- [Given task]
Quote all of the data below word for word, but leave out the pictures.
##### Data listing
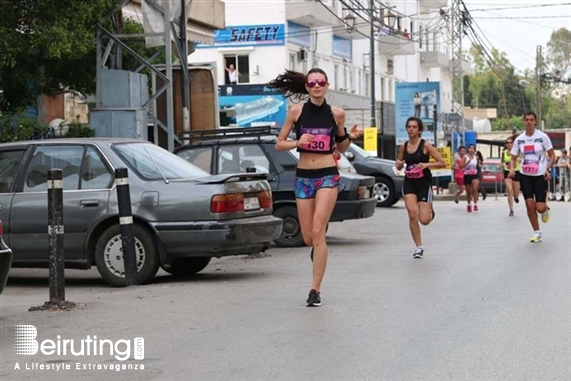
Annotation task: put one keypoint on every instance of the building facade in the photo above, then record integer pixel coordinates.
(411, 44)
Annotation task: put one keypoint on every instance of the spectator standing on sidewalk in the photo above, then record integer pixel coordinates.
(564, 167)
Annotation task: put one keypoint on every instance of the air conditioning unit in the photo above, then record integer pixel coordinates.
(303, 55)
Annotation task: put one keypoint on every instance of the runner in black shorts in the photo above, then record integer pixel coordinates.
(417, 187)
(320, 131)
(538, 157)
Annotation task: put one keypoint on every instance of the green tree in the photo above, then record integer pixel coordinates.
(47, 46)
(495, 84)
(559, 50)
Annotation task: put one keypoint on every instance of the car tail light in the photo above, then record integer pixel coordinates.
(227, 203)
(265, 198)
(363, 192)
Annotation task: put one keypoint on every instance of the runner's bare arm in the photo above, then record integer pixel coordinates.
(400, 158)
(283, 144)
(433, 152)
(339, 116)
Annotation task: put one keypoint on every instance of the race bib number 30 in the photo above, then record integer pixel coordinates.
(530, 166)
(321, 141)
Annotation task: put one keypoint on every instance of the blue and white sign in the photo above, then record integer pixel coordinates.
(251, 106)
(418, 99)
(342, 47)
(298, 34)
(248, 35)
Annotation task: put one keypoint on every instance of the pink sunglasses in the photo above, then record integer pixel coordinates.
(314, 83)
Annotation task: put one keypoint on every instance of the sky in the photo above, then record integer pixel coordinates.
(519, 27)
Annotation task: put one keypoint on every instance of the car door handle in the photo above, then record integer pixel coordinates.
(88, 203)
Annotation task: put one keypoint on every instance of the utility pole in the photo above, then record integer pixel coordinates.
##########
- [Written response]
Annotation task: put one keypoint on every instance of the building facade in the photo above, then record integer pixel coordinates.
(411, 44)
Annotation task: put one keypoint on every instance of the spectator standing on sidewalk in the photo above, then record integer pixel coordinates.
(564, 167)
Annotation task: put one keypoint on every instance of the air conditioning unit in the photo above, then record integer pixel coordinates.
(303, 55)
Annotation task: put one keypoint on every instance of the runner in black shorts in the photo above, then record integer pixel coordinates.
(417, 187)
(320, 131)
(538, 157)
Annotation task: put one keypoint on every instance of the green tree in the photo above, then record integer pixel coordinates.
(47, 46)
(495, 84)
(559, 50)
Annotation task: put one keypoint on every instance of the car tail light in the photo above, then record integer pixel coordinates.
(227, 203)
(265, 198)
(363, 192)
Annotation task: put one keypoint on every instance of the runner's bare arm in the photo above, then record integer pixel coordinates.
(400, 158)
(283, 144)
(433, 152)
(339, 116)
Annotation task: put one keypoint on every instance of the race bib number 30 in the photo above, then record integer pixel coordinates.
(530, 166)
(321, 141)
Annotation task: put one keypoint on every instance of the blue and white sign in the photo above, then record integer pixel coordinates.
(251, 106)
(418, 99)
(342, 47)
(298, 34)
(248, 35)
Annotation task: put one keypoint on every instance of the pink sunglasses in the photo above, then record integer pixel coordinates.
(314, 83)
Annotation task: put one keypoint on every instance of the sky in the photo above, then record integer pixel coordinates.
(519, 27)
Annotation task: put one keypoint on every instance of the car door handle in the photo above, then record integer pixel coordinates.
(88, 203)
Annotation task: put one keypoint on every instance of the utility pole in the photo above, then record integer pixel coordinates.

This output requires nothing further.